What the task requires:
Look through the material below and return every line that contains "snake".

Supplied material:
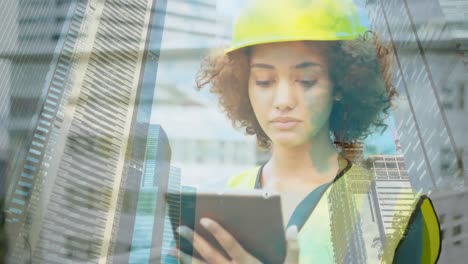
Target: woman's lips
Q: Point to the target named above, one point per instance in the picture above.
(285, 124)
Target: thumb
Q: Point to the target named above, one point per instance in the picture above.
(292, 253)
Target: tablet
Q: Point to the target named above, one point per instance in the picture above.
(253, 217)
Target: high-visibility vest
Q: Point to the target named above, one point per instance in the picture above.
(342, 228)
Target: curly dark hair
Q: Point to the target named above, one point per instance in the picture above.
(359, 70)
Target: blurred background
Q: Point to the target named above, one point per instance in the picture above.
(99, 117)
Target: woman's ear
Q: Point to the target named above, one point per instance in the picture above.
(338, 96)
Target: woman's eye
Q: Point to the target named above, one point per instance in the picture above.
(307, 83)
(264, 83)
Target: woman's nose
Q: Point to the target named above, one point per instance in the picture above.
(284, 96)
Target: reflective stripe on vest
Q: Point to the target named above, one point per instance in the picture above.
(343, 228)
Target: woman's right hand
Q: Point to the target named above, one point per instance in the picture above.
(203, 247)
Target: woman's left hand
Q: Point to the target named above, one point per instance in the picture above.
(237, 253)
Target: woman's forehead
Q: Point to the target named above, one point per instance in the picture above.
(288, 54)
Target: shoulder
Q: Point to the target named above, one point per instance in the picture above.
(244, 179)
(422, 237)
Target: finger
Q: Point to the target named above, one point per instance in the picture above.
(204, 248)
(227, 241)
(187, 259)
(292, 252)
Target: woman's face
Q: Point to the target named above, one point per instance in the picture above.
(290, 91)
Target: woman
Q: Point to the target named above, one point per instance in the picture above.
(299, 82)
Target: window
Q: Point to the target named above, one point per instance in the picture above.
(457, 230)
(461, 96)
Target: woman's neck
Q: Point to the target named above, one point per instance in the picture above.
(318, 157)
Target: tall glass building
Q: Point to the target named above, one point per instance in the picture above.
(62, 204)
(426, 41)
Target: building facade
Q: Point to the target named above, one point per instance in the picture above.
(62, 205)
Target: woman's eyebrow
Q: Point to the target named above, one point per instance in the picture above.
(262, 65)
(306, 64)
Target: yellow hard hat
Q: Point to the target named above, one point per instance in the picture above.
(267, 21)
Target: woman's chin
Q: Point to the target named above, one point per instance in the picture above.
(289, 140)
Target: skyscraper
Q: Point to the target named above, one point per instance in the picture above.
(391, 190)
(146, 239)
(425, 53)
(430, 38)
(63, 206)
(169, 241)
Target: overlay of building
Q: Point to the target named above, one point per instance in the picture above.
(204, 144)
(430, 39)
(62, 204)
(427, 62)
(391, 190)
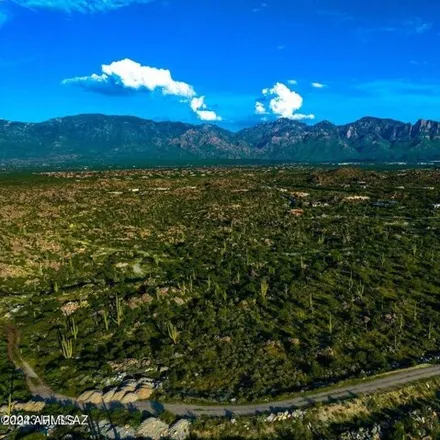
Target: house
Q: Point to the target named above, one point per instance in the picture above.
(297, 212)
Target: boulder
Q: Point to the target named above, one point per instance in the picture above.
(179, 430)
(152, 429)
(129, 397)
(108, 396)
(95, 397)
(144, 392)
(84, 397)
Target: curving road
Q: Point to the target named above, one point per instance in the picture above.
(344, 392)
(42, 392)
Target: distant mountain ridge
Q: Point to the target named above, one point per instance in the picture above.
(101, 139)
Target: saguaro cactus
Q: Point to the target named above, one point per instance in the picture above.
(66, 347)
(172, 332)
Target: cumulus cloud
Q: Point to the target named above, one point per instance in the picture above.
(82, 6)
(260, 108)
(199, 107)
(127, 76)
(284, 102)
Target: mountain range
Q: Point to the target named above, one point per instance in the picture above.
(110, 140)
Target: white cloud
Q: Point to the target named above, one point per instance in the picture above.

...

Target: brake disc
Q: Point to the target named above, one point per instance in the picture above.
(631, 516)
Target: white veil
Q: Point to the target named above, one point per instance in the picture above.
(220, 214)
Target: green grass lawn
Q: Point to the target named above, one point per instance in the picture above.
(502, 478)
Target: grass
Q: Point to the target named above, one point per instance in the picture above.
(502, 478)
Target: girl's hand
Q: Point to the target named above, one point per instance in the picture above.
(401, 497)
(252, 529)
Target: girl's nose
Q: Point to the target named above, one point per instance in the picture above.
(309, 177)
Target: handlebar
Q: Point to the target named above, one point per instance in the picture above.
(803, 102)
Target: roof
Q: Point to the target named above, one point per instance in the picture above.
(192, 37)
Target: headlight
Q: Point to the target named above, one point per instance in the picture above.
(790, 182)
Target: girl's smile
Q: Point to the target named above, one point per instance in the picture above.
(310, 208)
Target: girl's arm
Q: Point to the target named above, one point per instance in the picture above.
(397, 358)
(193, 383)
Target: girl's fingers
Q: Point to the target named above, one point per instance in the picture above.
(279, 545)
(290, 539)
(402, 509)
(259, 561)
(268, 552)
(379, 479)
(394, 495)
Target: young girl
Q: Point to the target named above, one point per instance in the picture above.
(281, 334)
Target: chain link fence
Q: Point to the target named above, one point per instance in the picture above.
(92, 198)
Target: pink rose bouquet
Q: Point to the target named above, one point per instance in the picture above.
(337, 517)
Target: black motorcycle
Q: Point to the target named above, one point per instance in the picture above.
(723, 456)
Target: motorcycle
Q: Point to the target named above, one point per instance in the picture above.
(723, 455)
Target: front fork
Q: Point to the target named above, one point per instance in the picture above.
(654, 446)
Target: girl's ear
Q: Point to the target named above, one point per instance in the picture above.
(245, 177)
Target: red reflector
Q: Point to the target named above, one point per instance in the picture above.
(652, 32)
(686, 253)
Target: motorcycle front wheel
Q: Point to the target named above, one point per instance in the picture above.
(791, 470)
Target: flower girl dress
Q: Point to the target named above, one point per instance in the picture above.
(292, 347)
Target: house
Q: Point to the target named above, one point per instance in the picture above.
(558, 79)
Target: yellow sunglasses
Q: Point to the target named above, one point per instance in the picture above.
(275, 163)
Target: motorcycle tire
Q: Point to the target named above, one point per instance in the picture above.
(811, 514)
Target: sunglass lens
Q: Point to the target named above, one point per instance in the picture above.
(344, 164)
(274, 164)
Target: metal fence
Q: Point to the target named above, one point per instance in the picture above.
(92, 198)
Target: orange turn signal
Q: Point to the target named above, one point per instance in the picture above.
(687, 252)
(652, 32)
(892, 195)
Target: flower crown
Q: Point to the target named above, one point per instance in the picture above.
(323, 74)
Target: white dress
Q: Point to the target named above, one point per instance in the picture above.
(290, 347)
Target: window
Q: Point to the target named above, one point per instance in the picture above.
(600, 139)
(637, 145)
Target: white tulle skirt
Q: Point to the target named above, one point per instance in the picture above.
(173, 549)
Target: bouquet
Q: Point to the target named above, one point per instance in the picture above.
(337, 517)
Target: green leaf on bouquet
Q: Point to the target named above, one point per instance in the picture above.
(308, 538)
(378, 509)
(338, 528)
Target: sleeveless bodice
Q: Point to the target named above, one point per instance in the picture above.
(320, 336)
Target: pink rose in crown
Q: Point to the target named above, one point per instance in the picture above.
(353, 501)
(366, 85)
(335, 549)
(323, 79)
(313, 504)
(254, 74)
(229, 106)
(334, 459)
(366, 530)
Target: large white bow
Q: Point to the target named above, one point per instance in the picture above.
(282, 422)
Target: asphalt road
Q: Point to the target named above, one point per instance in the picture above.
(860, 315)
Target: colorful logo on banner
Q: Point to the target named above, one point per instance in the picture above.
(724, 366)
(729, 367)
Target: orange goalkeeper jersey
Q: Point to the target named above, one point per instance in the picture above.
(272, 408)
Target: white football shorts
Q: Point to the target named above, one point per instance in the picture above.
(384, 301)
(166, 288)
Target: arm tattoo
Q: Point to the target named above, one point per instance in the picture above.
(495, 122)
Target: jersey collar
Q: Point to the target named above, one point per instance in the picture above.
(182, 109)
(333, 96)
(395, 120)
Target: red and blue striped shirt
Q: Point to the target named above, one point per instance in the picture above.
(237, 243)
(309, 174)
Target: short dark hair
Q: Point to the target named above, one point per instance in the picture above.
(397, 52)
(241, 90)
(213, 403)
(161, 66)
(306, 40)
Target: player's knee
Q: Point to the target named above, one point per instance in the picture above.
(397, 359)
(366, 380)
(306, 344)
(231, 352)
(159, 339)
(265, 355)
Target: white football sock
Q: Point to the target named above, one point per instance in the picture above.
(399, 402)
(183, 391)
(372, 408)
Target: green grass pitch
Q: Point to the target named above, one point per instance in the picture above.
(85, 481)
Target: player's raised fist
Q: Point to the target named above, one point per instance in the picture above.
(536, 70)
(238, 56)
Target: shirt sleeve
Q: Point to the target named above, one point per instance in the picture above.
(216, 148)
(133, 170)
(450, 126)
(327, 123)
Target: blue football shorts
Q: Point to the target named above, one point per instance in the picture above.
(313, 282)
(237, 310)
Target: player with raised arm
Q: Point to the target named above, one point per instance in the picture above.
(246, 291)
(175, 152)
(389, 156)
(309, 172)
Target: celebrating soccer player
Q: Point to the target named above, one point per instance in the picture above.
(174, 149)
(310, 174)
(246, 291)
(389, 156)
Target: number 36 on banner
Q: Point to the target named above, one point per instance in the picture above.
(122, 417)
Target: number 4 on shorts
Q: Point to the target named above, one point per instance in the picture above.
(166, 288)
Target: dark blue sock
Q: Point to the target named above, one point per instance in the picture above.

...

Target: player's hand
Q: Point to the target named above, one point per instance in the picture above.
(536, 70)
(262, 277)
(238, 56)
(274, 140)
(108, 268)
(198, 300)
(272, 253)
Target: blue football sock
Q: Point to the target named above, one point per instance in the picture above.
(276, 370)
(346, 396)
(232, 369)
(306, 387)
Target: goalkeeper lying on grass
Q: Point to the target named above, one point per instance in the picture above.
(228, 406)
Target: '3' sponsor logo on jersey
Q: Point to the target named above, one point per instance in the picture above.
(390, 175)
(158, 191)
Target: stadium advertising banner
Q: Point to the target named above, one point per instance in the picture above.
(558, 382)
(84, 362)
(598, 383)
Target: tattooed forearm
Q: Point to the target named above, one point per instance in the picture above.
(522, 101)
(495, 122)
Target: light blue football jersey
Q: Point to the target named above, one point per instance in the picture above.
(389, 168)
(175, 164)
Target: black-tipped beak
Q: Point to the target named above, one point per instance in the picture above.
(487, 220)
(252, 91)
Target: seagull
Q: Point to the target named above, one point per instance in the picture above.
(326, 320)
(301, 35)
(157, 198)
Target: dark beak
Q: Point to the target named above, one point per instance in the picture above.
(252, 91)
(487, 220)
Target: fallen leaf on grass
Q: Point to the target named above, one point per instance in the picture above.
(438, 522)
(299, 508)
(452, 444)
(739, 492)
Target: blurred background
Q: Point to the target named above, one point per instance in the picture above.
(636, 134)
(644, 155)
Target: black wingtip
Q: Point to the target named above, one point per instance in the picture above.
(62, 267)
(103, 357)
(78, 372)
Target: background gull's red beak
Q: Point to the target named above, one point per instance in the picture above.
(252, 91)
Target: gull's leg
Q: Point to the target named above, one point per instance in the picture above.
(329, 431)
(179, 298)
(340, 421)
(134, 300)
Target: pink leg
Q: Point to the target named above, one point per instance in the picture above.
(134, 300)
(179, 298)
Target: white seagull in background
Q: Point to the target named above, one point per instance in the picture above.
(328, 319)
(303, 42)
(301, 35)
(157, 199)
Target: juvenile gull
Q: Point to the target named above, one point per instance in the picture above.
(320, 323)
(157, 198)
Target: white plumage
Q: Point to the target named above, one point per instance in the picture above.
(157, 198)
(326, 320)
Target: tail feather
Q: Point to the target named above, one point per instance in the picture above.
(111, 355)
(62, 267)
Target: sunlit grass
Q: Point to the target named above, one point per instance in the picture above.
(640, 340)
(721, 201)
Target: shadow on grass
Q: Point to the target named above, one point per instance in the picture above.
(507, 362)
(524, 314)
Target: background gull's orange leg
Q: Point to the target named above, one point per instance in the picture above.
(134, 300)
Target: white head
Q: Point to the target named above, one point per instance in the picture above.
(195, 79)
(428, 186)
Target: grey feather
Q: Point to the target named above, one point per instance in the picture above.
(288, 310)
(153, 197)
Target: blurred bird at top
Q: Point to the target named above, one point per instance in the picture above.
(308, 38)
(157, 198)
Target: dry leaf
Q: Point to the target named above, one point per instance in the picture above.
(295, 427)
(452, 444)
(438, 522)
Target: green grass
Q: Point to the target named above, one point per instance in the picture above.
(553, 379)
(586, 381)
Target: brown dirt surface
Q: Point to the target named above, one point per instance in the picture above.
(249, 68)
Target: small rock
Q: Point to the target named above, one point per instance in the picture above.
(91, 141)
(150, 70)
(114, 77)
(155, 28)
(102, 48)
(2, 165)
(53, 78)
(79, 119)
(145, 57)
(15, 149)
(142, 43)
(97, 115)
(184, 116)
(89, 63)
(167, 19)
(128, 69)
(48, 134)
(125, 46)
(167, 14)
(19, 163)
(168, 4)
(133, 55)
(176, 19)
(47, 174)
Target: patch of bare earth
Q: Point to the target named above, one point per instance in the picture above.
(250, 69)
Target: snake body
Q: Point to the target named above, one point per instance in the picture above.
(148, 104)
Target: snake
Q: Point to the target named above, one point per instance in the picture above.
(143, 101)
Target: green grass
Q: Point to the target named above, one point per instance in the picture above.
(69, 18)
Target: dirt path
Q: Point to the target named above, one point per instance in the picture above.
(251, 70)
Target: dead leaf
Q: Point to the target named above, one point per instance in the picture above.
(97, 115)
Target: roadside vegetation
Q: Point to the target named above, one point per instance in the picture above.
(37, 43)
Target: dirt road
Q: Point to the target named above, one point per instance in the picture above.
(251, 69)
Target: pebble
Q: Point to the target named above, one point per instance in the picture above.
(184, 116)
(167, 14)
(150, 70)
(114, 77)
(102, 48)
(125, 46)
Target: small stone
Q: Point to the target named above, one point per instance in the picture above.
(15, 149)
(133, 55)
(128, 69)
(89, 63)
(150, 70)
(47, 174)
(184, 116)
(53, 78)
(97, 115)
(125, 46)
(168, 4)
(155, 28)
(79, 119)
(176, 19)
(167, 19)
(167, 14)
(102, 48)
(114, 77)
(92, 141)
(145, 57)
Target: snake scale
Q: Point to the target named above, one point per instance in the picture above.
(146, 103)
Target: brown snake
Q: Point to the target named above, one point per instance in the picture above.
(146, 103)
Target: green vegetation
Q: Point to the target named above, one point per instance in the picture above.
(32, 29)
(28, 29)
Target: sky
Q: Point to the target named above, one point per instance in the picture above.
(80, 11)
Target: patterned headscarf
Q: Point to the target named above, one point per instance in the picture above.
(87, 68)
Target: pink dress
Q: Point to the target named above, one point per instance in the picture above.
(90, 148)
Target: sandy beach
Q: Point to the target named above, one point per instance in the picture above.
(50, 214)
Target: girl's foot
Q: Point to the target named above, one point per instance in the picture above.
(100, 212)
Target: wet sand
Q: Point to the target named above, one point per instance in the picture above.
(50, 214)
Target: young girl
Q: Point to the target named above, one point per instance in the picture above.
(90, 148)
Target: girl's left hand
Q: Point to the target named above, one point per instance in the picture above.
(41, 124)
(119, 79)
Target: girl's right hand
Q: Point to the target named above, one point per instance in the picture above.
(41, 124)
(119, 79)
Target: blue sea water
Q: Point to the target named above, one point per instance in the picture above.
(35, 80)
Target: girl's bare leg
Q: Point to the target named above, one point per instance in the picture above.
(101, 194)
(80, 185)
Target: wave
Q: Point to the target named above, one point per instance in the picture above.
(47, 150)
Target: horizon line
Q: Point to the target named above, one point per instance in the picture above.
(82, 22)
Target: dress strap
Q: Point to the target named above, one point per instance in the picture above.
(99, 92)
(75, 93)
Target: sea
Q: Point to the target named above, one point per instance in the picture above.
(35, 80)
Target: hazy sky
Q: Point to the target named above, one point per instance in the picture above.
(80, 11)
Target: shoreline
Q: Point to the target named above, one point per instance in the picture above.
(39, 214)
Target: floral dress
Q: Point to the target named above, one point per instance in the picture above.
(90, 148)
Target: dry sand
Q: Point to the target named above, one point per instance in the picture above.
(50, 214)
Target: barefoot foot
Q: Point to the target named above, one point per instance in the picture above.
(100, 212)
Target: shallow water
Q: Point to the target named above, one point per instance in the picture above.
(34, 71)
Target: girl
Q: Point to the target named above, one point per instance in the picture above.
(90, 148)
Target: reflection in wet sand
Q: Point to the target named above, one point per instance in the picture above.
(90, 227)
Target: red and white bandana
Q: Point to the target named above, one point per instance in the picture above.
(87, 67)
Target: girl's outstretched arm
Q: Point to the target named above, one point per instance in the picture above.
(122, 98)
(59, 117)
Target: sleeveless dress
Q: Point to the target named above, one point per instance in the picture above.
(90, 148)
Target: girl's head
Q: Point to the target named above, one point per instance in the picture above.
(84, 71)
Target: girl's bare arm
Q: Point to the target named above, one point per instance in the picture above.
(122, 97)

Problem solution:
Target: snake body
Target: snake
Target: snake scale
Target: brown snake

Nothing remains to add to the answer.